--- Instruction ---
Reproduce exactly the lines below, starting at the line that contains "In this exercise you will indicate the macrame" and ending with the last line of the records, both included; leave out any pictures.

══ Stored data

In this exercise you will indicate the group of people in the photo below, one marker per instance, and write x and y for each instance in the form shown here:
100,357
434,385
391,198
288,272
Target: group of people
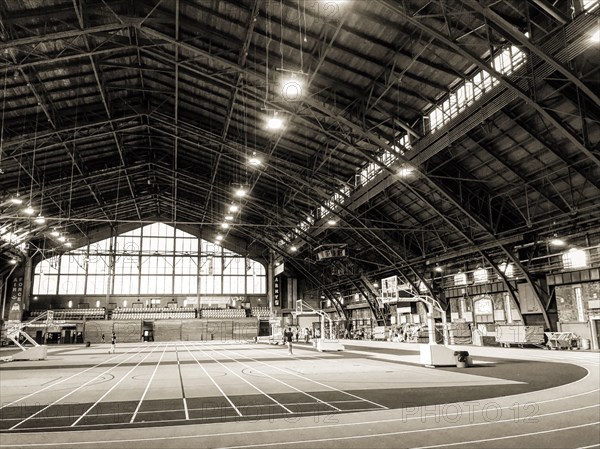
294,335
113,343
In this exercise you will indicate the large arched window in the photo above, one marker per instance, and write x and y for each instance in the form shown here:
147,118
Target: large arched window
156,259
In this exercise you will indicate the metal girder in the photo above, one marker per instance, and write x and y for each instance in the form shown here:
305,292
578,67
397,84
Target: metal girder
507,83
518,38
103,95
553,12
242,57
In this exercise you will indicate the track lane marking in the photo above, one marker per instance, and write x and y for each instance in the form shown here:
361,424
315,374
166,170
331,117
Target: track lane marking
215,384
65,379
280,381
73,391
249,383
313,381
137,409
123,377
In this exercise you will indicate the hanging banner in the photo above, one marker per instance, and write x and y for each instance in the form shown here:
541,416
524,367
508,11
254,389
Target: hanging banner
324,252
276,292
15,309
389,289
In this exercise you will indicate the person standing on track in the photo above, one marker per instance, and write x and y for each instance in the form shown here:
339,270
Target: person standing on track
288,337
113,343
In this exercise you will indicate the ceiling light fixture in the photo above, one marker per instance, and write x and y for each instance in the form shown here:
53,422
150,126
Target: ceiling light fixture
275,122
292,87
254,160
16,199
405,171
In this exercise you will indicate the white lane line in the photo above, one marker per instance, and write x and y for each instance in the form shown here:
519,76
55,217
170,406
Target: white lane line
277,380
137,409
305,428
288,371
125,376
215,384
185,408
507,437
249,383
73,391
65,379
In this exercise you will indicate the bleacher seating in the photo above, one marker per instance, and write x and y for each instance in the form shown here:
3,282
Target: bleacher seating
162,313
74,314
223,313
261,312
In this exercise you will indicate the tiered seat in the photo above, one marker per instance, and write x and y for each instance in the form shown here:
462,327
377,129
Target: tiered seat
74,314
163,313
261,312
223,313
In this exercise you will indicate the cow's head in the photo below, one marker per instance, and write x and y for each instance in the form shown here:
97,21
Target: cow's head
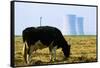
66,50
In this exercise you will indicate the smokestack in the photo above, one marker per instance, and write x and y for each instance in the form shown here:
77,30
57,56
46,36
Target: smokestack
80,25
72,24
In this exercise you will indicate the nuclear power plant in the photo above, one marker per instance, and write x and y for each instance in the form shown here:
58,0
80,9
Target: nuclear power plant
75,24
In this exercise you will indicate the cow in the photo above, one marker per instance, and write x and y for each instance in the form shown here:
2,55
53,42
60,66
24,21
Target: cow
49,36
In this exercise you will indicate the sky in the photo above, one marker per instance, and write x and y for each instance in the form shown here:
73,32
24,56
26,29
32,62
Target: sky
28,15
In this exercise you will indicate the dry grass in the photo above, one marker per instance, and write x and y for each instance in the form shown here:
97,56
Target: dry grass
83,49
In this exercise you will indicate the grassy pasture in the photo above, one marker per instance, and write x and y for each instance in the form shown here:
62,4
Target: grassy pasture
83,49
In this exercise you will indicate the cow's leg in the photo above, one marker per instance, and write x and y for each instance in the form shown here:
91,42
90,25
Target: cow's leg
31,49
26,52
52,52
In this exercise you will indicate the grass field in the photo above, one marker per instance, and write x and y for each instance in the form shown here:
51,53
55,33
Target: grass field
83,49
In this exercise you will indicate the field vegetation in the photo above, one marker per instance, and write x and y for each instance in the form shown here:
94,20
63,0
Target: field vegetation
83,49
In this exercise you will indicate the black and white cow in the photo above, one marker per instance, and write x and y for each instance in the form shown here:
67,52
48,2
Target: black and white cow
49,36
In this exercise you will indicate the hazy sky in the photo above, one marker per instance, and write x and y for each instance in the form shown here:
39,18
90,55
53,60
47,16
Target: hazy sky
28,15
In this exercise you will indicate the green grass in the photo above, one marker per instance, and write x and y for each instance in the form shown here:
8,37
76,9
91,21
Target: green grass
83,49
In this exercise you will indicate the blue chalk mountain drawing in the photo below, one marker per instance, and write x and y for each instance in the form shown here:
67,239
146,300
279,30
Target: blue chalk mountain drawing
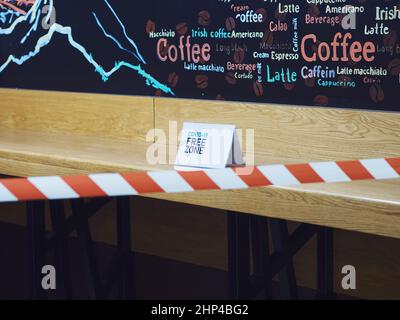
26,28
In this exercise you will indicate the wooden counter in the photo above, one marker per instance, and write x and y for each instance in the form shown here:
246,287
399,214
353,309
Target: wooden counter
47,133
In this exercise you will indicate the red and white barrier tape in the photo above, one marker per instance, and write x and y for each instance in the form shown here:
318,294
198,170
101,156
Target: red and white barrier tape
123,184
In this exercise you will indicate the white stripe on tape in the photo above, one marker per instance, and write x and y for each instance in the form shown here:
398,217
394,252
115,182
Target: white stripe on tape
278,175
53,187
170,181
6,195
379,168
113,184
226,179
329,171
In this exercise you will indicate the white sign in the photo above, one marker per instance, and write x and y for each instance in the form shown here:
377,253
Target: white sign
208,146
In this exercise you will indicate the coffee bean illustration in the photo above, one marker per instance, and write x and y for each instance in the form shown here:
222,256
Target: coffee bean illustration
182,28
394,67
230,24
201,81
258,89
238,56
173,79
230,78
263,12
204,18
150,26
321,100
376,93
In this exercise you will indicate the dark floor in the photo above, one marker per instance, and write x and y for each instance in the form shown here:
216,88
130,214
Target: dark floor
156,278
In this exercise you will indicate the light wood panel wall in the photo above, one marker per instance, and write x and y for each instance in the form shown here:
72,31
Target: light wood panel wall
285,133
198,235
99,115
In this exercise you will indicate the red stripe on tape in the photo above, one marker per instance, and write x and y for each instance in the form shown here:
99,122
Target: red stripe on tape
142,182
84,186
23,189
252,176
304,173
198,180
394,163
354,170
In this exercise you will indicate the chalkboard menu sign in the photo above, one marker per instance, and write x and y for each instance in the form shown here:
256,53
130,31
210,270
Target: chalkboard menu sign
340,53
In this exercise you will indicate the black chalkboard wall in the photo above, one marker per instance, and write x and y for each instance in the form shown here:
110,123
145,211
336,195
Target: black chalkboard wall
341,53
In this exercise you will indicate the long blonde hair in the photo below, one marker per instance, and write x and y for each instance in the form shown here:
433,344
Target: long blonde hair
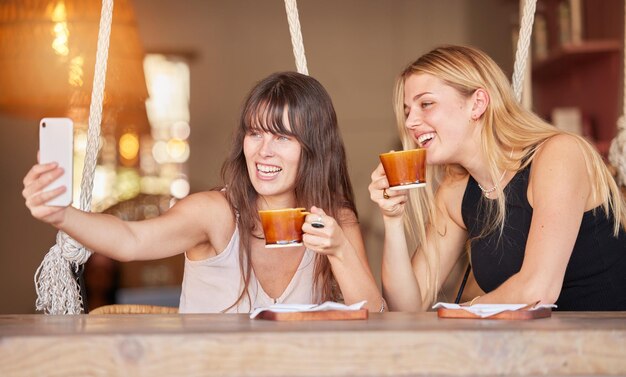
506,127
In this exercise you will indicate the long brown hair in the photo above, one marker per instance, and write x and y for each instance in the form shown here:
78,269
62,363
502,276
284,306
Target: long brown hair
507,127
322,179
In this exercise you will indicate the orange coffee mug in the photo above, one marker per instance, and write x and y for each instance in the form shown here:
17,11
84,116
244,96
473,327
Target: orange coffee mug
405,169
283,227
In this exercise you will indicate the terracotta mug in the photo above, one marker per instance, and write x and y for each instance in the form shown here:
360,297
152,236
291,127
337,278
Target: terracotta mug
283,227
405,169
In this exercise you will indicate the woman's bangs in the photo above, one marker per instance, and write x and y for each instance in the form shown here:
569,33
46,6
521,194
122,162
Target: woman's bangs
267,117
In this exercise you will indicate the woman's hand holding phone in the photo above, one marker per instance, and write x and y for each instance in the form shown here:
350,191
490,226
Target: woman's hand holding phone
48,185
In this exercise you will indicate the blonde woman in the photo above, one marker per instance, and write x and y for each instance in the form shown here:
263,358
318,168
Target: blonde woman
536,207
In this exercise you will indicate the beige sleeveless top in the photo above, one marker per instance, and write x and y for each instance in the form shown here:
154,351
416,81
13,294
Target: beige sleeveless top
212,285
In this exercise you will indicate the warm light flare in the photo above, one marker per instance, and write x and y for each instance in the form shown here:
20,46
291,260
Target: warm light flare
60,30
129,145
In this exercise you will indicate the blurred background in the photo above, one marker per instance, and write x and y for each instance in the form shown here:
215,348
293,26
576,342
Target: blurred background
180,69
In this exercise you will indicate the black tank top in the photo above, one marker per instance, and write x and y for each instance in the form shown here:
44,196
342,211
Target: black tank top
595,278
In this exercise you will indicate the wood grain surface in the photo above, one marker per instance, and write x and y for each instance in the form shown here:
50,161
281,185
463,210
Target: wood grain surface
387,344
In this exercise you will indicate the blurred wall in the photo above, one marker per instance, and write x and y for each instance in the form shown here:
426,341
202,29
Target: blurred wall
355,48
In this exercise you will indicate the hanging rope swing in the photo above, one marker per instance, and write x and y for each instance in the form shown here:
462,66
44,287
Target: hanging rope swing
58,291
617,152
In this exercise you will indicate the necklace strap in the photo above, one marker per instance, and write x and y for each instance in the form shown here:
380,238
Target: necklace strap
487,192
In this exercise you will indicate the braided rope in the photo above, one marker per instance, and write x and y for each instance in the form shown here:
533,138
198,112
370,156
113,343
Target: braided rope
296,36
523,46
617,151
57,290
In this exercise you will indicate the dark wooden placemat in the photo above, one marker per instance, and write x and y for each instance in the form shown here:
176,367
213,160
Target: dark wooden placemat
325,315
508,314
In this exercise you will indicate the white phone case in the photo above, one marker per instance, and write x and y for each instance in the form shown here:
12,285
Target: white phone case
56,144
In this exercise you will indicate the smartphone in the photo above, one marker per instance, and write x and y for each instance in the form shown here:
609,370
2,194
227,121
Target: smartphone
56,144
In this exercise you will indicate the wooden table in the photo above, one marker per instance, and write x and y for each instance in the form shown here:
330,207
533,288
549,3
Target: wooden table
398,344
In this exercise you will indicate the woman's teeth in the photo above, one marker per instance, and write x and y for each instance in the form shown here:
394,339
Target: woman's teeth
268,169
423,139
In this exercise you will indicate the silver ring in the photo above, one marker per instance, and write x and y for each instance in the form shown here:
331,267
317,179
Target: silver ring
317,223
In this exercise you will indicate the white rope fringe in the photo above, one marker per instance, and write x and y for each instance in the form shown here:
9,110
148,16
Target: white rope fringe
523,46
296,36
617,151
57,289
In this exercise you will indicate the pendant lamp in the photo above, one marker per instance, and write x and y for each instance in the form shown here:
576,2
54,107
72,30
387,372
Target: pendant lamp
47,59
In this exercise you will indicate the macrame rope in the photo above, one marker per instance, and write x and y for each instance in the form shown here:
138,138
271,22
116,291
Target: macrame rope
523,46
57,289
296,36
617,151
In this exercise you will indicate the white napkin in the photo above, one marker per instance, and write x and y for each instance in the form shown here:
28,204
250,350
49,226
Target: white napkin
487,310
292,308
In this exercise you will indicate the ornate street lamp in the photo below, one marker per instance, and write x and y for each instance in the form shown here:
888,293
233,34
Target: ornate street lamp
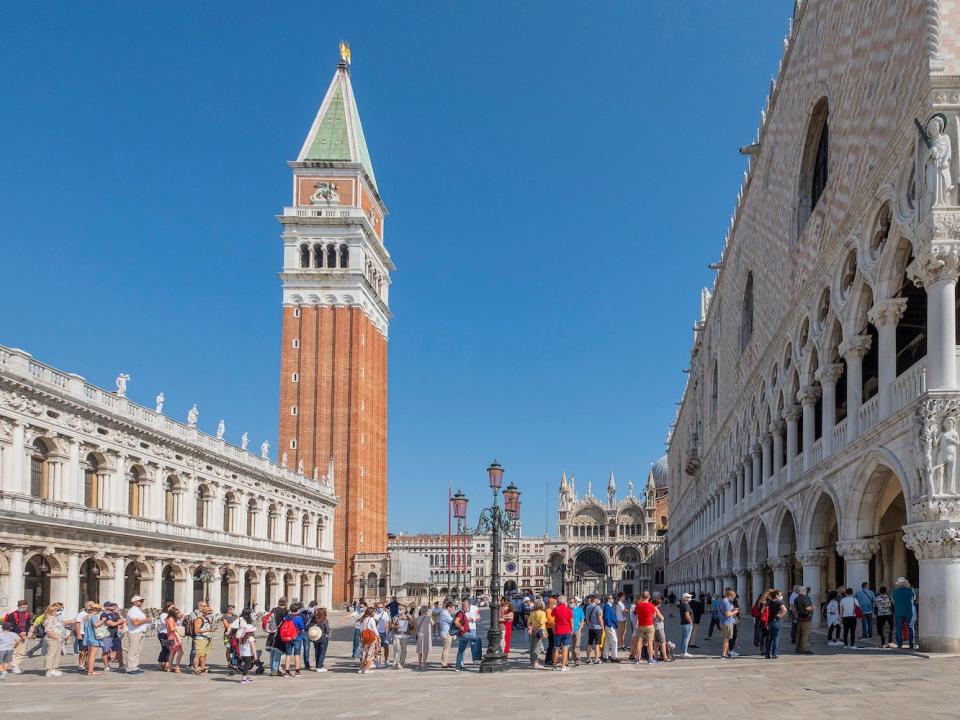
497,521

════

--- Solution to this task ---
In this exercise you will indicate the macrame rope in the photo above, one marker per instance, and write x and y for each instance in the form shown here:
138,138
271,22
116,291
Target: macrame rope
523,46
57,289
296,36
617,151
In this exercise you will indicate the white napkin in the photo above, one marker per instance, and write x and y for each instance in the form shown here:
28,204
250,350
49,226
Target: white napkin
487,310
292,308
In this exercise you will indicate the ornate street lamp in the photo below, one marker per instance, and write x and y for each instance in the form shown here:
888,293
233,34
Target: ornate street lamp
497,521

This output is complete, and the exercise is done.